--- Data section Enclosed Below ---
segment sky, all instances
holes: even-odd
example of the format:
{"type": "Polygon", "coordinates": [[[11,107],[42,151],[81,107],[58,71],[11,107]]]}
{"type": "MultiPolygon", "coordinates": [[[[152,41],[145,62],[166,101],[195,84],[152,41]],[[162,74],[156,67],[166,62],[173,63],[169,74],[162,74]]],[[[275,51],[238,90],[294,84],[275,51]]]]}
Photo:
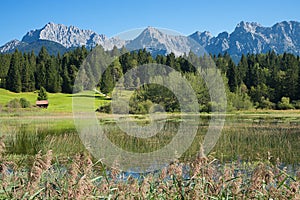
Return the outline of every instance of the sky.
{"type": "Polygon", "coordinates": [[[300,21],[298,0],[2,0],[0,46],[21,40],[48,22],[93,30],[108,37],[153,26],[184,35],[209,31],[232,32],[240,21],[272,26],[300,21]]]}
--- End of Enclosed Data section ---
◆ Aim of the task
Before printing the records again, strip out the pictures; change nothing else.

◆ Task output
segment sky, all instances
holes: even-odd
example of the format:
{"type": "Polygon", "coordinates": [[[11,107],[42,151],[81,107],[58,71],[11,107]]]}
{"type": "MultiPolygon", "coordinates": [[[[152,41],[145,62],[166,101],[195,84],[152,41]],[[162,74],[156,67],[166,62],[173,63],[169,74],[162,74]]],[[[275,51],[238,90],[294,84],[275,51]]]]}
Photo:
Return the outline of every instance of the sky.
{"type": "Polygon", "coordinates": [[[300,21],[298,0],[2,0],[0,46],[21,40],[48,22],[93,30],[108,37],[153,26],[184,35],[209,31],[232,32],[240,21],[272,26],[300,21]]]}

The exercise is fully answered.